## Begin

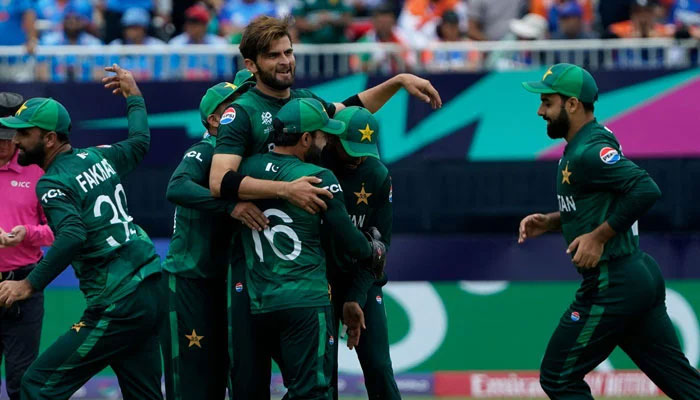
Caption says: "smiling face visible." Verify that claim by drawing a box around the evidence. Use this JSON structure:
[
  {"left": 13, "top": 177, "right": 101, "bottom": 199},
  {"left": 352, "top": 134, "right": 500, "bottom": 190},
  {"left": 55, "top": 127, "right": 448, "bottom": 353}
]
[
  {"left": 251, "top": 36, "right": 296, "bottom": 90},
  {"left": 537, "top": 94, "right": 571, "bottom": 139}
]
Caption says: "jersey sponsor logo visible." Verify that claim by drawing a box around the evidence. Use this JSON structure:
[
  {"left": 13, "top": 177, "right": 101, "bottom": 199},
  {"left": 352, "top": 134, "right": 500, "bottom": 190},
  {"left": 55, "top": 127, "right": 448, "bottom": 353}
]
[
  {"left": 219, "top": 107, "right": 236, "bottom": 125},
  {"left": 260, "top": 111, "right": 272, "bottom": 125},
  {"left": 75, "top": 159, "right": 117, "bottom": 193},
  {"left": 571, "top": 311, "right": 581, "bottom": 322},
  {"left": 600, "top": 147, "right": 620, "bottom": 165},
  {"left": 185, "top": 150, "right": 203, "bottom": 162},
  {"left": 10, "top": 180, "right": 31, "bottom": 189},
  {"left": 557, "top": 195, "right": 576, "bottom": 212},
  {"left": 41, "top": 189, "right": 66, "bottom": 203}
]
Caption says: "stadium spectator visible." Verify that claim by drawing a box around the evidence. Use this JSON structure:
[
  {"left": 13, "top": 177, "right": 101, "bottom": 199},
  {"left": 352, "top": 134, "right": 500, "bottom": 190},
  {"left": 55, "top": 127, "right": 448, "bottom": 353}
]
[
  {"left": 552, "top": 1, "right": 596, "bottom": 40},
  {"left": 292, "top": 0, "right": 352, "bottom": 43},
  {"left": 36, "top": 4, "right": 104, "bottom": 82},
  {"left": 0, "top": 0, "right": 37, "bottom": 49},
  {"left": 0, "top": 93, "right": 54, "bottom": 400},
  {"left": 399, "top": 0, "right": 467, "bottom": 46},
  {"left": 109, "top": 8, "right": 165, "bottom": 44},
  {"left": 467, "top": 0, "right": 528, "bottom": 40},
  {"left": 352, "top": 3, "right": 417, "bottom": 74},
  {"left": 98, "top": 0, "right": 156, "bottom": 43},
  {"left": 219, "top": 0, "right": 278, "bottom": 43},
  {"left": 169, "top": 4, "right": 226, "bottom": 45},
  {"left": 35, "top": 0, "right": 92, "bottom": 31},
  {"left": 608, "top": 0, "right": 674, "bottom": 38}
]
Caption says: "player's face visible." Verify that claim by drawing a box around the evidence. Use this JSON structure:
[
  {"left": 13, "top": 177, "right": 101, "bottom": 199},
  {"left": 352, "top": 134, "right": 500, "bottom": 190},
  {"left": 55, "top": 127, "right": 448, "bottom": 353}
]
[
  {"left": 13, "top": 127, "right": 46, "bottom": 166},
  {"left": 252, "top": 36, "right": 296, "bottom": 90},
  {"left": 537, "top": 94, "right": 571, "bottom": 139}
]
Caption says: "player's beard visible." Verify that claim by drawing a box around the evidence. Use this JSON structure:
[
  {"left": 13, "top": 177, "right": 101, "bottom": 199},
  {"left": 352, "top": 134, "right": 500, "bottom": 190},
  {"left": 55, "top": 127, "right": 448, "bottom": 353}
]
[
  {"left": 17, "top": 142, "right": 46, "bottom": 167},
  {"left": 547, "top": 106, "right": 571, "bottom": 139},
  {"left": 255, "top": 64, "right": 295, "bottom": 90}
]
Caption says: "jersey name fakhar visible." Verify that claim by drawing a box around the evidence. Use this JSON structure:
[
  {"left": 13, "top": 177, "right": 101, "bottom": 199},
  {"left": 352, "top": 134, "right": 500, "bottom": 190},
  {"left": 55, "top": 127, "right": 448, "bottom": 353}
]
[
  {"left": 75, "top": 160, "right": 117, "bottom": 193},
  {"left": 557, "top": 195, "right": 576, "bottom": 212}
]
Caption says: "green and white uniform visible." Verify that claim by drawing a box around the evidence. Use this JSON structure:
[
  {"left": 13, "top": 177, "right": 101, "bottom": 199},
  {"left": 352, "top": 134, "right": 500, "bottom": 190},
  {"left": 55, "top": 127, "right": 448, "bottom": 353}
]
[{"left": 10, "top": 96, "right": 162, "bottom": 400}]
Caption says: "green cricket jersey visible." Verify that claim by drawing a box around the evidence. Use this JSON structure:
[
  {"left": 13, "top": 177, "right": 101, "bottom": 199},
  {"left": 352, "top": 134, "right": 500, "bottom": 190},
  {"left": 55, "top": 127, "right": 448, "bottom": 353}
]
[
  {"left": 215, "top": 87, "right": 335, "bottom": 158},
  {"left": 27, "top": 96, "right": 160, "bottom": 307},
  {"left": 322, "top": 151, "right": 393, "bottom": 304},
  {"left": 163, "top": 134, "right": 236, "bottom": 279},
  {"left": 557, "top": 120, "right": 660, "bottom": 261},
  {"left": 241, "top": 152, "right": 371, "bottom": 313}
]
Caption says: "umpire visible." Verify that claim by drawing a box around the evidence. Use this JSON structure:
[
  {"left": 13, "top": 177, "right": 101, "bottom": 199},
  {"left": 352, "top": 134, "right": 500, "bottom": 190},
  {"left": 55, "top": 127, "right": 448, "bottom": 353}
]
[{"left": 0, "top": 92, "right": 53, "bottom": 400}]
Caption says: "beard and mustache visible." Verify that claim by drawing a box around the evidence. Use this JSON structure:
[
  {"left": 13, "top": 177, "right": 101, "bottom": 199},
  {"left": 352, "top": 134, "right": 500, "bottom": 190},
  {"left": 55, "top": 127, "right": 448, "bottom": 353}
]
[{"left": 547, "top": 105, "right": 571, "bottom": 139}]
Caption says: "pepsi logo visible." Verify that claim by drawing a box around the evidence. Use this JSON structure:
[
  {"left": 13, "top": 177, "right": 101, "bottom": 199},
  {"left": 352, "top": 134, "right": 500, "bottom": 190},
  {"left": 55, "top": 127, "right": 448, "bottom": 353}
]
[
  {"left": 220, "top": 107, "right": 236, "bottom": 125},
  {"left": 600, "top": 147, "right": 620, "bottom": 165}
]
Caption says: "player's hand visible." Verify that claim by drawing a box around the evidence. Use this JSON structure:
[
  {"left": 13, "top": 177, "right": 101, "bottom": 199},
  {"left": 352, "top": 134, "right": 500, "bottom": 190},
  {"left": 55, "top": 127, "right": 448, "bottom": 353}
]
[
  {"left": 231, "top": 201, "right": 270, "bottom": 231},
  {"left": 102, "top": 64, "right": 141, "bottom": 97},
  {"left": 343, "top": 301, "right": 367, "bottom": 350},
  {"left": 566, "top": 232, "right": 605, "bottom": 269},
  {"left": 0, "top": 225, "right": 27, "bottom": 247},
  {"left": 518, "top": 214, "right": 551, "bottom": 243},
  {"left": 398, "top": 74, "right": 442, "bottom": 110},
  {"left": 0, "top": 279, "right": 34, "bottom": 307},
  {"left": 280, "top": 176, "right": 333, "bottom": 214}
]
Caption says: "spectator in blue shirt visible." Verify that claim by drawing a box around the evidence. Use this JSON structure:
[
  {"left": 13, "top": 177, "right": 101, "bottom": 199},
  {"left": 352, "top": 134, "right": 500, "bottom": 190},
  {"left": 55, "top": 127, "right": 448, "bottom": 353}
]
[{"left": 0, "top": 0, "right": 37, "bottom": 48}]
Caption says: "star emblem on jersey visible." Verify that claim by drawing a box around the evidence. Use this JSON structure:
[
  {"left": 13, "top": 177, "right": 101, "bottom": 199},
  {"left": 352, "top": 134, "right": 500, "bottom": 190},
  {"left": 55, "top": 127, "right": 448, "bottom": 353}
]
[
  {"left": 354, "top": 183, "right": 372, "bottom": 205},
  {"left": 561, "top": 161, "right": 572, "bottom": 185},
  {"left": 542, "top": 67, "right": 554, "bottom": 80},
  {"left": 15, "top": 103, "right": 27, "bottom": 117},
  {"left": 185, "top": 329, "right": 204, "bottom": 349},
  {"left": 358, "top": 124, "right": 374, "bottom": 142},
  {"left": 70, "top": 321, "right": 87, "bottom": 332}
]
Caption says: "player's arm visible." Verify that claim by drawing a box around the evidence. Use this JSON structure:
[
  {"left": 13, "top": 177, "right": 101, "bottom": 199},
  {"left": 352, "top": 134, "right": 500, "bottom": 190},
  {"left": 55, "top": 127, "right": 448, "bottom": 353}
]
[
  {"left": 567, "top": 141, "right": 661, "bottom": 268},
  {"left": 334, "top": 74, "right": 442, "bottom": 113},
  {"left": 209, "top": 103, "right": 332, "bottom": 214},
  {"left": 0, "top": 180, "right": 87, "bottom": 306},
  {"left": 98, "top": 64, "right": 151, "bottom": 176}
]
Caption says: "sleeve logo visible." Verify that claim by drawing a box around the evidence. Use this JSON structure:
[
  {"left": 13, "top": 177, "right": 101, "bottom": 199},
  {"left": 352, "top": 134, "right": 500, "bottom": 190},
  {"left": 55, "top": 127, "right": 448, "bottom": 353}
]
[
  {"left": 220, "top": 107, "right": 236, "bottom": 125},
  {"left": 600, "top": 147, "right": 620, "bottom": 165}
]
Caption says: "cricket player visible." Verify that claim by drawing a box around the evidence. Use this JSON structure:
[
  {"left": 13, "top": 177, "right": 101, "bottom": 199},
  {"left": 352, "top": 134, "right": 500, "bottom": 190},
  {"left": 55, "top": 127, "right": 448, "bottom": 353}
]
[
  {"left": 241, "top": 98, "right": 386, "bottom": 400},
  {"left": 518, "top": 64, "right": 700, "bottom": 400},
  {"left": 161, "top": 69, "right": 262, "bottom": 400},
  {"left": 0, "top": 65, "right": 162, "bottom": 400},
  {"left": 321, "top": 106, "right": 401, "bottom": 400},
  {"left": 209, "top": 16, "right": 442, "bottom": 399}
]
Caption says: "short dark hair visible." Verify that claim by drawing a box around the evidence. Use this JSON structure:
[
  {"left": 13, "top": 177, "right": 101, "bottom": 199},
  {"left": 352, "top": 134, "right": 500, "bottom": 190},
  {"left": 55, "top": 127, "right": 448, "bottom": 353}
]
[
  {"left": 559, "top": 94, "right": 598, "bottom": 112},
  {"left": 239, "top": 15, "right": 292, "bottom": 61}
]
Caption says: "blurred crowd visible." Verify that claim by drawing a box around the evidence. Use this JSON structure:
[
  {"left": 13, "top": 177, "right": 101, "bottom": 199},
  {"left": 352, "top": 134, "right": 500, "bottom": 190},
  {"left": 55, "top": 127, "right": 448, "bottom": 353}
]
[{"left": 0, "top": 0, "right": 700, "bottom": 80}]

## End

- [What needs to be done]: List each line of the listing above that contains the string "logo", reproducing every such line in full.

- [Solution for this problem]:
Caption says: "jersey sponsor logo visible." Verify that claim by drawing a box around the evidence. Use this JSON structure:
Caption says: "pepsi logo visible." Verify that claim by drawing a box around the evidence. Use this JSON structure:
Caption says: "sleeve logo visible." Verify that claim by drawing a box around the evidence. Use this JSON structure:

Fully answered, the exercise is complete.